• _Pointing and labeling items_
____

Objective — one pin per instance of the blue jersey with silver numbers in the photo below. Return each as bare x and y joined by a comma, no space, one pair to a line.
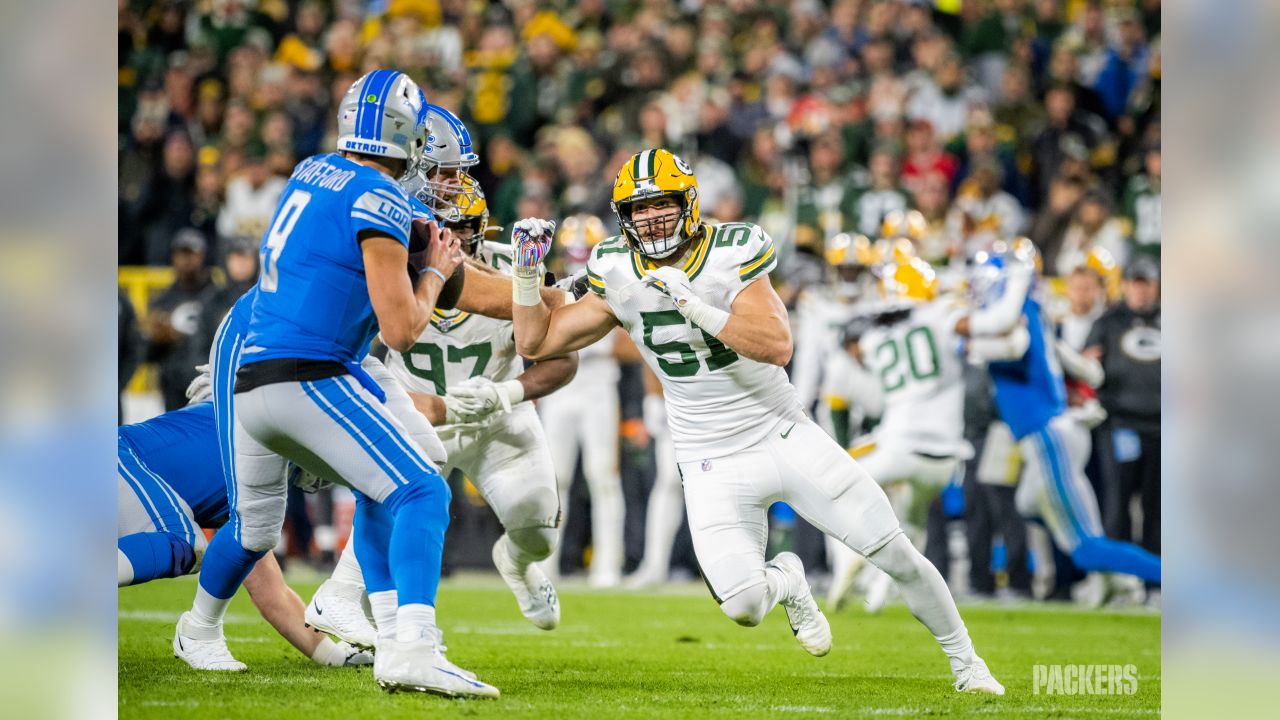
312,296
182,447
241,313
1031,391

____

• _Exercise_
Write out every line of the items above unchanged, except multiply each x and y coordinate in the answers by 0.35 and round it to a whole number, with halves rounding up. Omit the pictures.

• _Reply_
Objective — one pin per instance of the blue jersey with silver numbers in the photo below. Return each as bare x and y joined by a comma, no space, one pair to a line.
109,104
64,156
84,110
361,137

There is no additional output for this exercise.